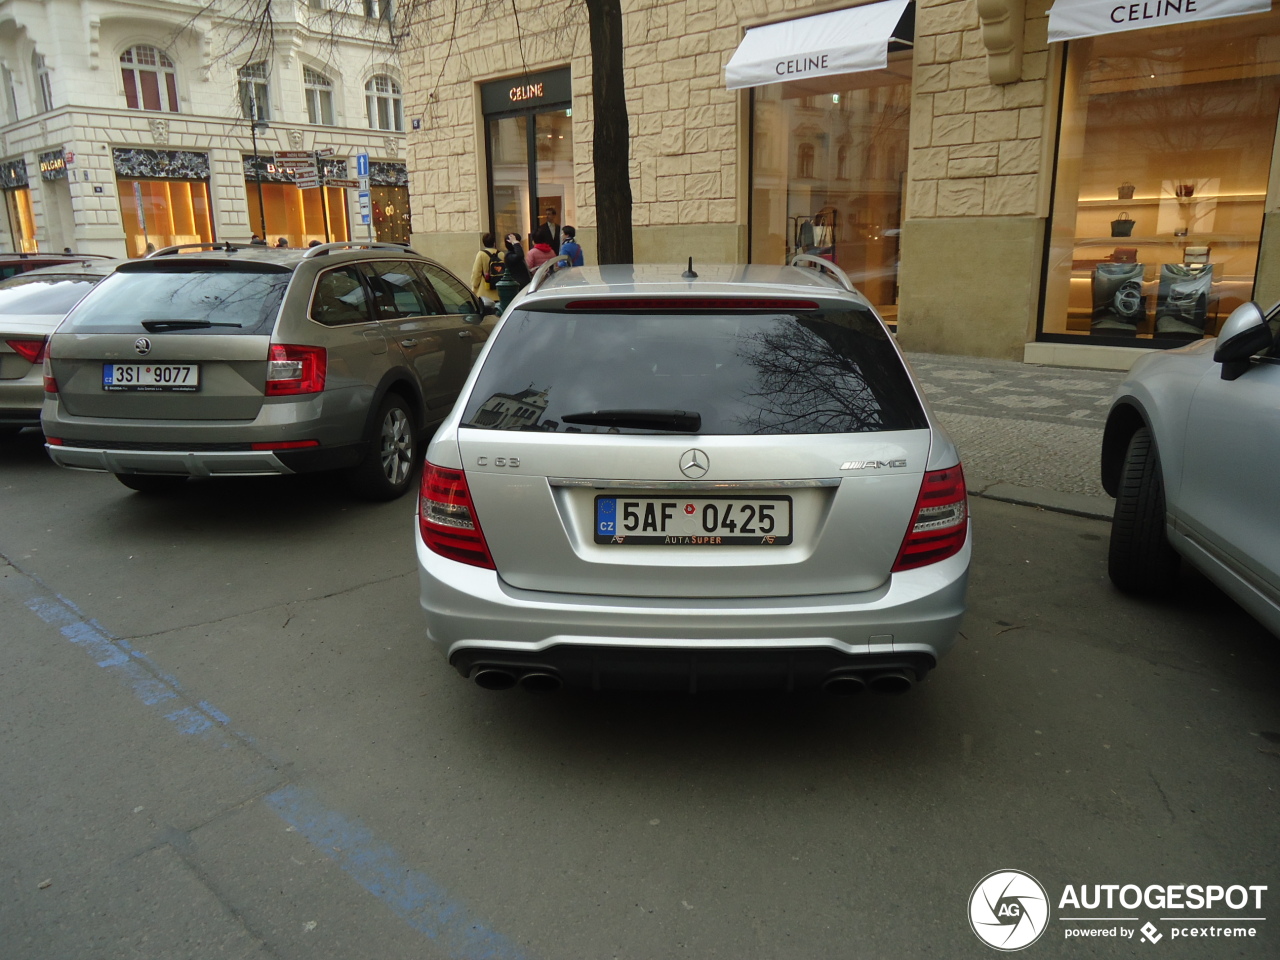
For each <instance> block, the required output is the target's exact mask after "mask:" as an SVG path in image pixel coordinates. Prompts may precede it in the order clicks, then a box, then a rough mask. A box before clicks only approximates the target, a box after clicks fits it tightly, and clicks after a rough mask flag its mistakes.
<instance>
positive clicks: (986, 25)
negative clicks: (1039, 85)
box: [977, 0, 1027, 83]
mask: <svg viewBox="0 0 1280 960" xmlns="http://www.w3.org/2000/svg"><path fill="white" fill-rule="evenodd" d="M977 3H978V18H979V19H980V20H982V42H983V44H984V45H986V47H987V73H988V76H989V77H991V82H992V83H1014V82H1015V81H1018V79H1021V76H1023V24H1024V23H1025V22H1027V0H977Z"/></svg>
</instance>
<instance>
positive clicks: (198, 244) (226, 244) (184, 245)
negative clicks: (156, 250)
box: [142, 241, 239, 260]
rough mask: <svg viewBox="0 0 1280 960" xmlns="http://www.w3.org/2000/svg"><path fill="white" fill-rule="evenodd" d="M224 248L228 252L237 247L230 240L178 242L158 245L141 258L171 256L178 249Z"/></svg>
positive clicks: (190, 249) (233, 249) (216, 248)
mask: <svg viewBox="0 0 1280 960" xmlns="http://www.w3.org/2000/svg"><path fill="white" fill-rule="evenodd" d="M197 247H198V248H200V250H225V251H227V252H228V253H234V252H236V251H237V250H239V247H233V246H232V242H230V241H225V242H223V241H219V242H218V243H179V244H177V246H174V247H160V250H157V251H155V252H152V253H147V255H146V256H145V257H142V259H143V260H150V259H151V257H166V256H173V255H174V253H177V252H178V251H179V250H196V248H197Z"/></svg>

::::

→ Work task
Reproduce everything from the line containing "</instance>" down to the line containing "box: [142, 241, 239, 260]", changing "negative clicks" to "negative points" and leaving the rest untouched.

→ Expected output
</instance>
<instance>
positive clicks: (198, 244) (226, 244) (184, 245)
negative points: (156, 250)
box: [142, 241, 239, 260]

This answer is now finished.